» Exercise task 1
Would you quote the piece on post-rock soundtracks from "Sigur Ros are" to "out of context."?
» Exercise task 2
Which bands and musicians does the piece on post-rock soundtracks name?
» Exercise task 3
Could you carry on the piece on post-rock soundtracks from where it stops?

» Excerpt provided
Of all the many post-rock bands whose music has been described as the 'soundtrack to a movie-never-made' how many have truly embraced the challenge of soundtrack work? That’s to say: putting aside your ego and putting yourself in the service of someone else’s narrative and images, in a dynamic interplay of meaning that ideally enhances both…? It’s not hard to see the soundtrack as a catalyst for creativity – a format with endless potential and lowered expectations – but who meets that challenge?
Sigur Ros are second only to Mogwai for appearances on adverts, soundtracks, and UK drama, but their original compositions for film are mostly dull. GY!BE must have wrung their anarcho-syndicalist hands a while before permitting one of their soundtracks-to-the-apocalypse to… soundtrack the apocalypse. Explosions in the Sky re-jigged their most romantic moment for Friday Night Lights, but under-performed on The Rescue. Among soundtrack musicians the same age as Mogwai, the most critically acclaimed may be Johnny Greenwood, but his take on musique concrete adds little to its influences, and provides little enjoyment when taken out of context.

» Data excerpt
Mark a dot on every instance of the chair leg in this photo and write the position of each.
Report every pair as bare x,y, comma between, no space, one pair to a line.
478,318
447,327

» Final result 1
Sigur Ros are second only to Mogwai for appearances on adverts, soundtracks, and UK drama, but their original compositions for film are mostly dull. GY!BE must have wrung their anarcho-syndicalist hands a while before permitting one of their soundtracks-to-the-apocalypse to… soundtrack the apocalypse. Explosions in the Sky re-jigged their most romantic moment for Friday Night Lights, but under-performed on The Rescue. Among soundtrack musicians the same age as Mogwai, the most critically acclaimed may be Johnny Greenwood, but his take on musique concrete adds little to its influences, and provides little enjoyment when taken out of context.

» Final result 2
- Mogwai
- Sigur Ros
- GY!BE
- Explosions in the Sky
- Johnny Greenwood

» Final result 3
The fact that Les Revenants is a French TV series about zombies instantly suggests Mogwai for the task. Not because they already have form with movies about French footballers, and a fondness for horror-movies on the tourbus (hence The Exorcist-inspired cover of CODY). No: it's because Mogwai made something like 'hauntology' integral to their aesthetic well before it was de rigeur to use Derrida’s term to label anything incorporating degraded or muffled samples, or entire songs that had been distorted until they seem sepia-toned or decayed. Mogwai may not have invented the principle of submerging fragments of found-sound in the mix but they pretty much perfected it. (Byrne & Eno’s My Life in the Bush with Ghosts floated the idea of samples as spirit voices more than thirty years ago, and Mogwai might as easily have been influenced by the hushed nocturnal narratives of Spiderland.)
All of this is why the Zidane soundtrack (2006) was one of their most impressive albums – rather than being for completists only – with its use of distorted crowd-noise to suggest the horrific moment when the thousands of voices merge to become something less than human (or, alarmingly, more).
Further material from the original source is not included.